◆ **Objective 1**
Could you print the stretch of the Rocket Lake passage from "They have a" through "decoder, hevc encoder)."?
◆ **Objective 2**
In the Rocket Lake passage:
(a) What TDP is stated for the T parts?
(b) Which new motherboards can the sub-200$ parts be used with?
(c) What process node is given for the mobile Tiger Lake parts?

◆ **Supplied passage**
<<<<

Intel 11th Gen Desktop (Rocket Lake S, 14nm), only the i5 and up have Xe graphics (UHD-750 and UHD-730 for the i5-11400).
They have a fraction of the igpu Execution Units of the 10nm mobile Tiger Lake parts, but it is assumed that the media encoder/decoder block is the same (AV1 hw decoder, hevc encoder).
! The i3 and pentium are just rebranded current gen.

The 6core/12threads i5-11500 and i5-11400 are stated to have 65W TDP, and the T parts 35W TDP. They are sub-200$ msrp parts which can be used with the new B560 motherboards (PCIe-4 and DDR4 3200MHz).


The rebranded i3 are Cometlake and 10th Gen, they are not sold as RKL-S 11th Gen.

>>>>

◆ **Available data**
<<<<

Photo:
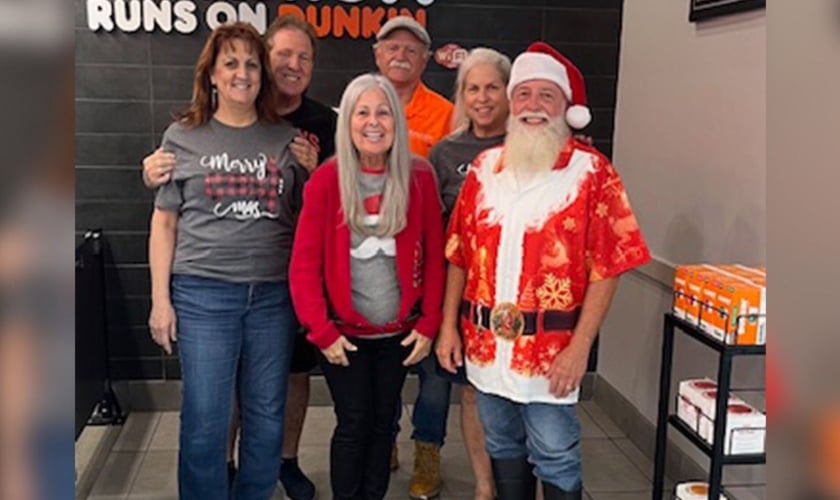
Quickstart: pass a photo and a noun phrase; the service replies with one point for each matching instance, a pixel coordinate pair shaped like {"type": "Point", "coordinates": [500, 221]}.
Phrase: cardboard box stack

>>>>

◆ **Response 1**
They have a fraction of the igpu Execution Units of the 10nm mobile Tiger Lake parts, but it is assumed that the media encoder/decoder block is the same (AV1 hw decoder, hevc encoder).

◆ **Response 2**
(a) 35W TDP
(b) The B560 motherboards
(c) 10nm